■ **Provided text**:
● ● ● ● ● ● ●
The aim of this study was to evaluate the efficacy of autologous intraoral onlay bone grafting (OBG) in correlation with long-term survival rates of dental implants placed in the augmented bone.

Materials and Methods:

A retrospective study was conducted on 214 patients who received a total of 633 dental implants placed in 224 autologous intraoral block OBG augmentations, combined with Bio-Oss – mixed with platelet-rich plasma (PRP) and covered by platelet-poor plasma (PPP) – as scaffold, with a follow-up time up to 137 months (mean 39.9 ± 30.9 months).

Results:

A total of 216 OBG cases were successful (96.4%), and most of the augmentations were uneventful (88.4%). Bone graft exposure was moderately associated with bone graft failure (χ2 = 3.76, p = .052). The healing period after implant placement was 4–6 months (mean 5.6 ± 2.56). The majority of the 591 implants survived (93.4%). The cumulative survival rate of the implants was 83%.

Conclusions:

We suggest that augmentation of severely atrophied jaw bone through the placement of horizontal and/or vertical intraoral OBGs in combination with Bio-Oss saturated with PRP and covered by PPP should be considered a reliable, safe, and very effective surgical technique for obtaining high bone graft survival rate and high long-term implant survival rate.
● ● ● ● ● ● ●
Natural-language descriptions of regions
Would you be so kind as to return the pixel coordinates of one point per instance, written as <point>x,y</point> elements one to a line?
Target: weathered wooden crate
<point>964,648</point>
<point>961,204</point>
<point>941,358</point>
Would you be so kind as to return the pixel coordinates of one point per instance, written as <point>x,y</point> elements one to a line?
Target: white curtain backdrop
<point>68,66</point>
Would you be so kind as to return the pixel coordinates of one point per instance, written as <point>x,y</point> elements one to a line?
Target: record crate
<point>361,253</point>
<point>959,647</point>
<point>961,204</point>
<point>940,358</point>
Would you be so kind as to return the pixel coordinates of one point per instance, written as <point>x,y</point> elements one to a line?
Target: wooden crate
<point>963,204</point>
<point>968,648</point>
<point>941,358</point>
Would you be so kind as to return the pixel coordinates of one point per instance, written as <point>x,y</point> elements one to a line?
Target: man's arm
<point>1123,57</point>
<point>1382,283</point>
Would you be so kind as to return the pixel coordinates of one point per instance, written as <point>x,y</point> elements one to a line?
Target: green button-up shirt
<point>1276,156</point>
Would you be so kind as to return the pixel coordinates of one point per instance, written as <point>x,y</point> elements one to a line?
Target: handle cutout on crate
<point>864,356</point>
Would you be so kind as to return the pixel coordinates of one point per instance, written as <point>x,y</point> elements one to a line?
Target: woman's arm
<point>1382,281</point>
● ● ● ● ● ● ●
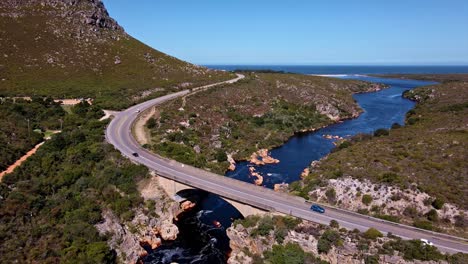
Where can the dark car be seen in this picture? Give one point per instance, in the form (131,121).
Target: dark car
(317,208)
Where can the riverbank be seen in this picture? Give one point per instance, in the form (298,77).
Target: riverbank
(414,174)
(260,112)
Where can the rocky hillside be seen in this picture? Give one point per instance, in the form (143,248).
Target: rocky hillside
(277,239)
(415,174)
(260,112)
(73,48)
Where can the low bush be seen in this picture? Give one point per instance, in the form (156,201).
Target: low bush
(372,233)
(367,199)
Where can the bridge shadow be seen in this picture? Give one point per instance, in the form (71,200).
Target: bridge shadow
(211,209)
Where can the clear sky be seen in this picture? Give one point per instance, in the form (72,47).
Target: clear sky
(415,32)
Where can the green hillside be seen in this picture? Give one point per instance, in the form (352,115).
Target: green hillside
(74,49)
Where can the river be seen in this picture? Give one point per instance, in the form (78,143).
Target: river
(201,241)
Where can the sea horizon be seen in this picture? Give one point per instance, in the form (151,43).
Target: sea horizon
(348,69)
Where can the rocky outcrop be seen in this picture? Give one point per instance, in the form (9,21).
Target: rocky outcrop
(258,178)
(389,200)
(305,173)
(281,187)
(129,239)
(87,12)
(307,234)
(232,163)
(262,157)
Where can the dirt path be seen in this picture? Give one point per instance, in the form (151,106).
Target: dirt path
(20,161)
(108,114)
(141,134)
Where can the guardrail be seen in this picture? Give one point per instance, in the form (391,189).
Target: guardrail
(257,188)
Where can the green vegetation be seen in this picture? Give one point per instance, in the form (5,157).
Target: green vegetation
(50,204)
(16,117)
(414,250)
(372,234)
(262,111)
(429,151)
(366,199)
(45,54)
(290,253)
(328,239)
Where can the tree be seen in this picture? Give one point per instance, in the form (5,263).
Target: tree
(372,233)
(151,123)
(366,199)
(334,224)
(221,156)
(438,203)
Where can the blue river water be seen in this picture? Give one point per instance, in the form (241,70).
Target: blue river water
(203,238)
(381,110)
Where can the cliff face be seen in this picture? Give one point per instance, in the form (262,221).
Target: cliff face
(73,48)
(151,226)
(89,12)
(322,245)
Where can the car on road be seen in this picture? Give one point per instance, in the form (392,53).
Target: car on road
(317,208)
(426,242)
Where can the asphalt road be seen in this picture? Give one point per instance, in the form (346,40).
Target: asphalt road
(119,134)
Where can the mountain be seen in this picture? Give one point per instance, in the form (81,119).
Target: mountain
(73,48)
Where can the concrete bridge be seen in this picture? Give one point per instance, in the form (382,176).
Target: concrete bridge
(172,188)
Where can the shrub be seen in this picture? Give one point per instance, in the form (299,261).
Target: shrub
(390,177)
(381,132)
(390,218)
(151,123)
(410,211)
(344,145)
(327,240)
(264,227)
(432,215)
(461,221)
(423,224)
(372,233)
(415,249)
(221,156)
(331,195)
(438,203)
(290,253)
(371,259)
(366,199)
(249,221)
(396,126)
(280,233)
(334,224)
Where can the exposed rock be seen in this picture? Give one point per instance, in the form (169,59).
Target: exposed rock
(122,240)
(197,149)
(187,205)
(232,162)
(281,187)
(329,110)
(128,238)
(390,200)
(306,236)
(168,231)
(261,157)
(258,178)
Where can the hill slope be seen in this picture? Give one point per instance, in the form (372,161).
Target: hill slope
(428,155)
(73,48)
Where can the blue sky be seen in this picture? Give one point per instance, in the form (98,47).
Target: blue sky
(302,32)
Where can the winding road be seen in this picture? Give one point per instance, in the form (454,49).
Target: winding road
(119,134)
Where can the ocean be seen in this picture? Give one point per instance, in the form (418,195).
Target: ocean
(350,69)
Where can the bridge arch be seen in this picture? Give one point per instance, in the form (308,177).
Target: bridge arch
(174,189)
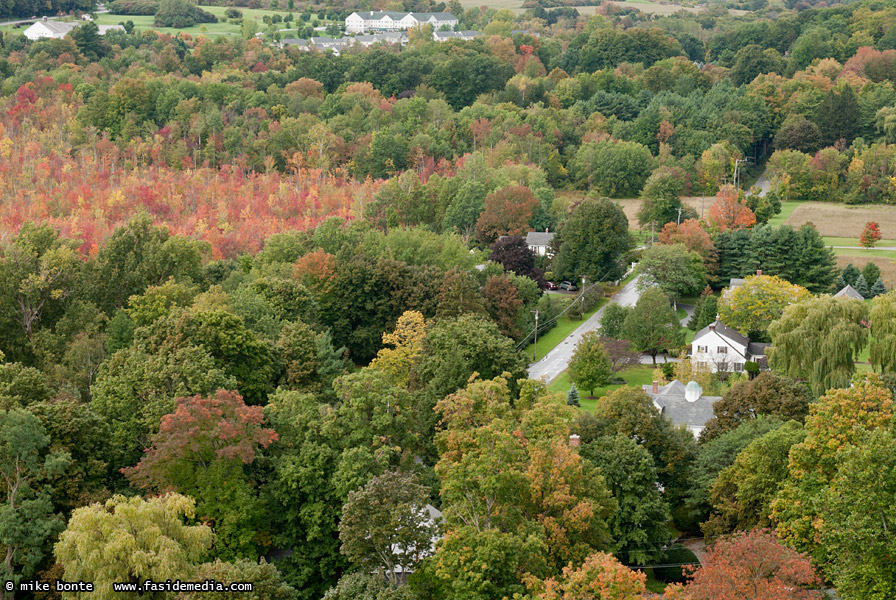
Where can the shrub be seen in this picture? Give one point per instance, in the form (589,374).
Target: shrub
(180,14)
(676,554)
● ● ● ● ● ● ●
■ **Exercise description**: Copy the onlay bone grafting abstract above in full, word for word.

■ **Solution to this exercise**:
The aim of this study was to evaluate the efficacy of autologous intraoral onlay bone grafting (OBG) in correlation with long-term survival rates of dental implants placed in the augmented bone.

Materials and Methods:

A retrospective study was conducted on 214 patients who received a total of 633 dental implants placed in 224 autologous intraoral block OBG augmentations, combined with Bio-Oss – mixed with platelet-rich plasma (PRP) and covered by platelet-poor plasma (PPP) – as scaffold, with a follow-up time up to 137 months (mean 39.9 ± 30.9 months).

Results:

A total of 216 OBG cases were successful (96.4%), and most of the augmentations were uneventful (88.4%). Bone graft exposure was moderately associated with bone graft failure (χ2 = 3.76, p = .052). The healing period after implant placement was 4–6 months (mean 5.6 ± 2.56). The majority of the 591 implants survived (93.4%). The cumulative survival rate of the implants was 83%.

Conclusions:

We suggest that augmentation of severely atrophied jaw bone through the placement of horizontal and/or vertical intraoral OBGs in combination with Bio-Oss saturated with PRP and covered by PPP should be considered a reliable, safe, and very effective surgical technique for obtaining high bone graft survival rate and high long-term implant survival rate.